Pointing and labeling entries
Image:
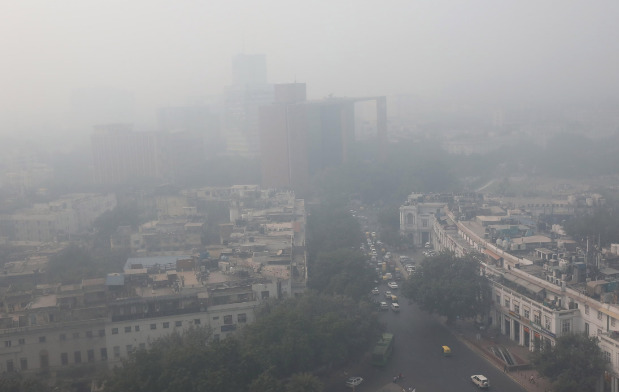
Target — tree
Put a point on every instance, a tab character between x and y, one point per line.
342	271
574	364
450	286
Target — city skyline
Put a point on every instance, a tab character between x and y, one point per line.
143	56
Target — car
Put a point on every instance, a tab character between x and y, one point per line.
354	382
480	381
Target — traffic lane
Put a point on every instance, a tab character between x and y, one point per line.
417	355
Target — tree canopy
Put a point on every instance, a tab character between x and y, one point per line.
449	286
276	353
574	364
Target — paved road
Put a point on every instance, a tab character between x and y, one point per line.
417	355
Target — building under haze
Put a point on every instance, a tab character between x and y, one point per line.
299	138
121	154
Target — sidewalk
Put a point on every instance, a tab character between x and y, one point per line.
521	371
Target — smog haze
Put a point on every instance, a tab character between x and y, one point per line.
62	57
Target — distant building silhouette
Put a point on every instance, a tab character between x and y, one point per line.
121	154
299	138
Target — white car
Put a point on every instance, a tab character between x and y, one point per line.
354	382
480	381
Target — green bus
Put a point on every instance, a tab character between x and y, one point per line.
382	350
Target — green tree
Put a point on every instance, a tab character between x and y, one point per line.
574	364
303	334
449	286
342	271
304	382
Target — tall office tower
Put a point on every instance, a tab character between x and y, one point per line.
242	101
249	69
121	155
191	136
301	138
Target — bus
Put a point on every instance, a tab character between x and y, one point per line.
382	350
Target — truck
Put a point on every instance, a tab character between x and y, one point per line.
383	350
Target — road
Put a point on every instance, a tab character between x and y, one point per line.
417	355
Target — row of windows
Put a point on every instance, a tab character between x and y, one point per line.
241	318
600	315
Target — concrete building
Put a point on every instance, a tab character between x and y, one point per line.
120	154
64	329
539	294
56	220
300	138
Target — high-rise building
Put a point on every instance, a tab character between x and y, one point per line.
299	138
242	100
121	154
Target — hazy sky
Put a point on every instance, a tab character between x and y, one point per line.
172	52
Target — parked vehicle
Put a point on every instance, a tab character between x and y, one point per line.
480	381
354	382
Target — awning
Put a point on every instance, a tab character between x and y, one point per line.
492	254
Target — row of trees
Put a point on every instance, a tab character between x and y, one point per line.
452	287
279	352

What you have to do
From the line holding "Target — smog haze" down to the final line above, quote every line exactly and only those lines.

Answer to the task
Target — smog haze
Put a point on every instance, a tab character between x and y, one point per line.
62	57
Target — distant building silhouette
Put a point on every instance, a tab character between x and y, one point per line.
121	154
299	138
Target — white car
Put a point on every instance, a tab character between x and y, one point per line.
354	382
480	381
Target — green bus
Put a point on every instance, a tab character between x and y, one point per line.
382	350
Target — green tree
Put a point on every instance, a tab character between x and y, one point per line.
574	364
303	334
449	286
342	271
304	382
Target — tall office tower
Put a point on every instance, a tab character between x and y, one point per line.
242	101
249	69
121	155
191	136
301	138
Target — bus
Put a point on every instance, a tab character between x and y, one point per line.
382	350
Target — truck
Put a point on every instance, a tab character between x and y, one point per line.
383	350
Target — road
Put a point on every instance, a tab character between x and y, one point per line.
417	355
Target — row of windows
Put a point on every instance, a tab character between x and y, one point per line.
241	318
600	315
Target — concrete building
Put a point on every instance, a tab character between x and y, one point per line.
120	154
64	329
539	294
56	220
300	138
Target — high-rise building
Put a point on every instance, a tab character between x and y, one point per line.
299	138
242	100
121	154
Target — hazy sky
Put a point on every instance, a tab character between x and y, one point per line.
172	52
Target — parked vehicle
Put a point on every instance, a tab character between x and y, one point per line.
480	381
354	382
Target — awning
Put a point on every instance, a tab character between x and y, one point per line.
492	254
Target — row of trees
Put a point on every instance, a tab character between x and y, one point per line.
452	287
279	352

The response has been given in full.